== INSTRUÇÕES A SEGUIR ==
Coloque as linhas abaixo em uma lista numerada, omitindo as linhas em branco.

════════════════════

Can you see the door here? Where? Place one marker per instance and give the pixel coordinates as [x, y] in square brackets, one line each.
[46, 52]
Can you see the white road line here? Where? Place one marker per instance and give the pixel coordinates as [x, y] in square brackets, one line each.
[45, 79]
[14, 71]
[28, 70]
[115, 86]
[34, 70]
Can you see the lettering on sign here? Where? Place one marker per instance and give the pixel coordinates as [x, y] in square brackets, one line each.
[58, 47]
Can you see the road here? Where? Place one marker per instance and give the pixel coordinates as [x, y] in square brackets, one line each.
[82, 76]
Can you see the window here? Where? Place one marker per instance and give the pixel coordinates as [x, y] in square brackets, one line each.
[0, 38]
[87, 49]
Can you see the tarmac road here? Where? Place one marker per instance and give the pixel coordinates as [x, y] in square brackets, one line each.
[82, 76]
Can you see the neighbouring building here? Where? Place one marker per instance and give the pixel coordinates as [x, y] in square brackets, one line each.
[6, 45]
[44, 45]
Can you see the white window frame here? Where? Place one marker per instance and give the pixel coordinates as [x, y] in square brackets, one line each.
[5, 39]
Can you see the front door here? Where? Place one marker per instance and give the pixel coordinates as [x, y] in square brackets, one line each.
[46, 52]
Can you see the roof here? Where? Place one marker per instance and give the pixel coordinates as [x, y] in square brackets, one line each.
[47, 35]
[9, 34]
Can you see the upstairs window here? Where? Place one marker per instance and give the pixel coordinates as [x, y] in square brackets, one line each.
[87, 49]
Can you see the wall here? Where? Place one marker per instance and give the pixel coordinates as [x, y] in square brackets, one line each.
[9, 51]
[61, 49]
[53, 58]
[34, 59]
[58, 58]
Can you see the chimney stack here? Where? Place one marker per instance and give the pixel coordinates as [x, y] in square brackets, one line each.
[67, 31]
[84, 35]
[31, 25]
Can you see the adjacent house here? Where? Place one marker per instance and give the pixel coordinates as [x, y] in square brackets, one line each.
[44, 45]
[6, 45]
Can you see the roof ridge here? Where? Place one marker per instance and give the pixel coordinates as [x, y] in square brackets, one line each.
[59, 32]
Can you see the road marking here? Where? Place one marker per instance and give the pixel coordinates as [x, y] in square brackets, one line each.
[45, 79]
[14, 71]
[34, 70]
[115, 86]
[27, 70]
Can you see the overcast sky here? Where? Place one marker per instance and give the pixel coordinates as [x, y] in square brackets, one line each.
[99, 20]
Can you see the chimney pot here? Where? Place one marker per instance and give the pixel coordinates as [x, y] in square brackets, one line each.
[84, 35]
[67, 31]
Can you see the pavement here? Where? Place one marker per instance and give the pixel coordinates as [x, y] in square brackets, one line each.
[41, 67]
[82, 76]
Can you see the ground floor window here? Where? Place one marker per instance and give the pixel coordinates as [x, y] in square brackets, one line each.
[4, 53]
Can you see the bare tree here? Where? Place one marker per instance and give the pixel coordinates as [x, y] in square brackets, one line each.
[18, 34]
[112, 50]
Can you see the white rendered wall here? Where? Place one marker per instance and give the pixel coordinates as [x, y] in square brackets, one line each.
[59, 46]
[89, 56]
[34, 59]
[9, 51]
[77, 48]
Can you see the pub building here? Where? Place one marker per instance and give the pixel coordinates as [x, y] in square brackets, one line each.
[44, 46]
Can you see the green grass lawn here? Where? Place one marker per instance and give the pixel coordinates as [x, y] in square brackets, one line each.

════════════════════

== RESULTADO COMPLETO ==
1. Can you see the door here? Where? Place one marker per instance and give the pixel coordinates as [x, y] in square brackets, one line each.
2. [46, 52]
3. Can you see the white road line here? Where? Place one marker per instance and give the pixel coordinates as [x, y] in square brackets, one line each.
4. [45, 79]
5. [14, 71]
6. [28, 70]
7. [115, 86]
8. [34, 70]
9. Can you see the lettering on sign here? Where? Place one marker per instance and give the pixel coordinates as [x, y] in square brackets, one line each.
10. [58, 47]
11. Can you see the road here? Where? Place one marker per instance and give the pixel coordinates as [x, y] in square brackets, one line each.
12. [82, 76]
13. Can you see the window here? Where? Place one marker per instance and give the pixel coordinates as [x, y] in square brackets, one line each.
14. [0, 38]
15. [87, 49]
16. Can you see the tarmac road here? Where? Place one marker per instance and give the pixel coordinates as [x, y] in square brackets, one line each.
17. [82, 76]
18. Can you see the neighbouring building here? Where? Place one marker per instance and give the pixel coordinates as [x, y] in square brackets, one line each.
19. [6, 45]
20. [44, 45]
21. Can you see the white window frame here? Where? Place one marker per instance and give the pixel coordinates as [x, y] in square brackets, one line each.
22. [5, 39]
23. Can you see the front door here? Where? Place one marker per instance and give the pixel coordinates as [x, y] in square brackets, one line each.
24. [46, 52]
25. Can you see the roof here? Where? Place one marker per instance and give the pixel coordinates as [x, y] in square brackets, one line each.
26. [47, 35]
27. [9, 34]
28. Can you see the upstairs window here? Where? Place one marker per instance and give the pixel coordinates as [x, y] in square brackets, one line each.
29. [87, 49]
30. Can you see the wall here? Where? Place one marker per instance and give the pixel coordinates as [x, y] in square brackets, one line each.
31. [9, 51]
32. [61, 49]
33. [53, 58]
34. [34, 59]
35. [58, 58]
36. Can you see the chimney stack here? Where? Place one marker per instance and give the pixel coordinates as [x, y] in square brackets, one line each.
37. [67, 31]
38. [84, 35]
39. [31, 25]
40. Can you see the adjacent house here? Where? Place one marker per instance and give the pixel coordinates as [x, y] in square brackets, one line each.
41. [44, 45]
42. [6, 45]
43. Can you see the roof ridge here? Where? Place one marker per instance and give the pixel coordinates as [x, y] in square brackets, one line each.
44. [59, 32]
45. Can you see the road marking here? Where? Place one marker per instance and give the pixel coordinates as [x, y] in square brackets, one line each.
46. [45, 79]
47. [14, 71]
48. [34, 70]
49. [115, 86]
50. [27, 70]
51. Can you see the overcast sky here? Where? Place one marker per instance and give the pixel coordinates as [x, y] in square brackets, one line each.
52. [99, 20]
53. Can you see the chimney pot here? Where? Place one marker per instance and give the pixel coordinates as [x, y] in square brackets, one line each.
54. [84, 35]
55. [67, 31]
56. Can you see the pavement here? Where? Place one marker per instance and give the pixel coordinates as [x, y] in square brackets, one line each.
57. [41, 67]
58. [82, 76]
59. Can you see the ground floor window here? Where? Place one marker per instance and give the pixel coordinates as [x, y] in square brackets, one line each.
60. [4, 53]
61. Can you see the bare tree here? Where? Place one marker per instance and give the pixel coordinates as [x, y] in square brackets, one line each.
62. [18, 34]
63. [112, 50]
64. Can you see the white rendered wall here? Where? Place one marker per instance and give the pixel coordinates as [x, y] in square brackets, one line each.
65. [59, 46]
66. [89, 56]
67. [34, 59]
68. [9, 51]
69. [77, 48]
70. Can you see the pub building here? Where? Place one marker per instance and give the pixel coordinates as [x, y] in square brackets, one line each.
71. [44, 46]
72. Can you see the green grass lawn here? Where? Place one marker per instance and give the pixel coordinates as [x, y] in square brackets, one line each.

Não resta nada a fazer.